— start LISTED RECORDS —
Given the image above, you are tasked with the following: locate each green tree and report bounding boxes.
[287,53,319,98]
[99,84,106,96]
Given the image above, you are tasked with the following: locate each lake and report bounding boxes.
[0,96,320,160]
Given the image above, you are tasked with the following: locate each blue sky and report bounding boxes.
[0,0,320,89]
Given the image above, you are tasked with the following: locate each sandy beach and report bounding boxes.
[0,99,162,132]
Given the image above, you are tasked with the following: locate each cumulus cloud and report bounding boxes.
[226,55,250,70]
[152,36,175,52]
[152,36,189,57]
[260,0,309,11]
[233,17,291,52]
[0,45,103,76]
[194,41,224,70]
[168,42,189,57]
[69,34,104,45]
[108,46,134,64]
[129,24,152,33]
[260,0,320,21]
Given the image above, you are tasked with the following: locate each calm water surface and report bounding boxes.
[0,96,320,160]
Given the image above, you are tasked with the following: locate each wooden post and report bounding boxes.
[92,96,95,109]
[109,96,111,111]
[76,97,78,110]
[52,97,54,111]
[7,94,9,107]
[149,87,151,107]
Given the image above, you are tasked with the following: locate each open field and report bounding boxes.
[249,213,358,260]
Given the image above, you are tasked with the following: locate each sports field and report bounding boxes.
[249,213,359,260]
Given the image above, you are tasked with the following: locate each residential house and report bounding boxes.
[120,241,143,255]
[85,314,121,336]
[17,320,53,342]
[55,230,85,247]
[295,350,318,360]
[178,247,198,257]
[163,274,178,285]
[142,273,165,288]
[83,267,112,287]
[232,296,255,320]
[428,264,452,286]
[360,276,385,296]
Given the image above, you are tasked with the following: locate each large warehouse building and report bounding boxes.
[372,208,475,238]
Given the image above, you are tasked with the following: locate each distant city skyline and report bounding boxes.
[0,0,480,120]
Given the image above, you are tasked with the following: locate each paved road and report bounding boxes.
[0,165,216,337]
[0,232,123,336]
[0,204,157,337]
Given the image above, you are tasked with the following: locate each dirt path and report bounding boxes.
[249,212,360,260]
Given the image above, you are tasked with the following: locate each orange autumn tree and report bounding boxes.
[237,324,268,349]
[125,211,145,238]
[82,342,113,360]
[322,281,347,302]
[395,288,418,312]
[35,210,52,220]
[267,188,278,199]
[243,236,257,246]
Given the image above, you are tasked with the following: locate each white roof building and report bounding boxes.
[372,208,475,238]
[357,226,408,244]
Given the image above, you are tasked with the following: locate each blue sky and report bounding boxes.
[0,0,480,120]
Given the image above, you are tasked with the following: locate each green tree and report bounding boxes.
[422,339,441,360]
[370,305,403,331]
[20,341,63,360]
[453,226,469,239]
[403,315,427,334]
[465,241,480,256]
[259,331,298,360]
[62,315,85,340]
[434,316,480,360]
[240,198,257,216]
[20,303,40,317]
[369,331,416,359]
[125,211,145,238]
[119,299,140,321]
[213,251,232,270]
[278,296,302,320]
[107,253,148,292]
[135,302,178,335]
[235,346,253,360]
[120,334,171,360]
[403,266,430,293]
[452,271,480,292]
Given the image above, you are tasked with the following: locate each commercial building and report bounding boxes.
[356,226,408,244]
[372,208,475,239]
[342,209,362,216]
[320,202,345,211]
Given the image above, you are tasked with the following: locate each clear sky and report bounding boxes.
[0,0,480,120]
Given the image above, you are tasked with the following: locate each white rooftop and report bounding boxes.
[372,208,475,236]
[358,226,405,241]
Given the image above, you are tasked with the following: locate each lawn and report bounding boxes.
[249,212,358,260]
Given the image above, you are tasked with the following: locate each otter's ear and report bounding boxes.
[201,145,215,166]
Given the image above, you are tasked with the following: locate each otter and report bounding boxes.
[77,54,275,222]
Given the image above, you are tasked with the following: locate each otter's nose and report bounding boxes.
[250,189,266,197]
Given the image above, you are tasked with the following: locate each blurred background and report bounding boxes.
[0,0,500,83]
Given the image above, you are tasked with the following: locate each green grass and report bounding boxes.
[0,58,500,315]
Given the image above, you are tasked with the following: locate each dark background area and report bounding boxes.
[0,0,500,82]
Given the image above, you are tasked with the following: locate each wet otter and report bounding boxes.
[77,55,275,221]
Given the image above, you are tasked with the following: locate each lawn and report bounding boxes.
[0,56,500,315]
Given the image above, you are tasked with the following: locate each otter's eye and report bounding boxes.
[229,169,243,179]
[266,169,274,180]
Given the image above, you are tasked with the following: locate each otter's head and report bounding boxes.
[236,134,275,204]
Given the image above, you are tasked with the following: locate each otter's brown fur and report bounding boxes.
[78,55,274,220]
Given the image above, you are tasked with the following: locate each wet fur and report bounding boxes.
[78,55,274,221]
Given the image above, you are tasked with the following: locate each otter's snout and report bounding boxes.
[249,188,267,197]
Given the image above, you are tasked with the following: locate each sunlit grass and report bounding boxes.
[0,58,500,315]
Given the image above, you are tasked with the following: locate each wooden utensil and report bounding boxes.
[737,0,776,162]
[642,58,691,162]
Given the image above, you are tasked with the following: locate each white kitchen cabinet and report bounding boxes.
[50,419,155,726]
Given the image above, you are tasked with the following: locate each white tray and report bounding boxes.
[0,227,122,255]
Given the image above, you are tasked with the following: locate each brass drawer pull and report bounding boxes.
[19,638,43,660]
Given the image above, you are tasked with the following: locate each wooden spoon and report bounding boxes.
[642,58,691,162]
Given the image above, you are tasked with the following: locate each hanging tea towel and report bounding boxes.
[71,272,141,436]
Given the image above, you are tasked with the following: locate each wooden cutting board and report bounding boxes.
— end LISTED RECORDS —
> **EXERCISE**: Copy the records word for word, starting at the line that contains "lake and report bounding boxes." and ending at the line that contains "[149,87,151,107]", with both of those lines included.

> **PROBLEM SOLUTION**:
Given the image above, you are tasked with the following: locate each lake and report bounding boxes.
[0,96,320,160]
Given the image above, you are tasked with the following: locate each blue sky and report bounding boxes.
[0,0,320,89]
Given the image above, you are tasked with the following: locate each sandy beach and report bounding boxes.
[0,99,162,132]
Given the image above, you are tasked with the following: locate each cumulus cloud and report bounding boxes.
[226,55,250,70]
[152,36,175,52]
[152,36,189,57]
[260,0,309,11]
[233,17,291,52]
[0,45,103,76]
[194,41,224,70]
[168,42,189,57]
[69,34,104,45]
[108,46,134,64]
[129,24,152,33]
[260,0,320,21]
Given the image above, you are tasked with the following: locate each calm water surface and report bounding boxes.
[0,96,320,160]
Given the image above, you are tasked with the following: locate each wooden post and report bounding boxes.
[92,96,95,109]
[109,96,111,111]
[76,97,78,110]
[52,97,54,111]
[7,94,9,107]
[149,87,151,107]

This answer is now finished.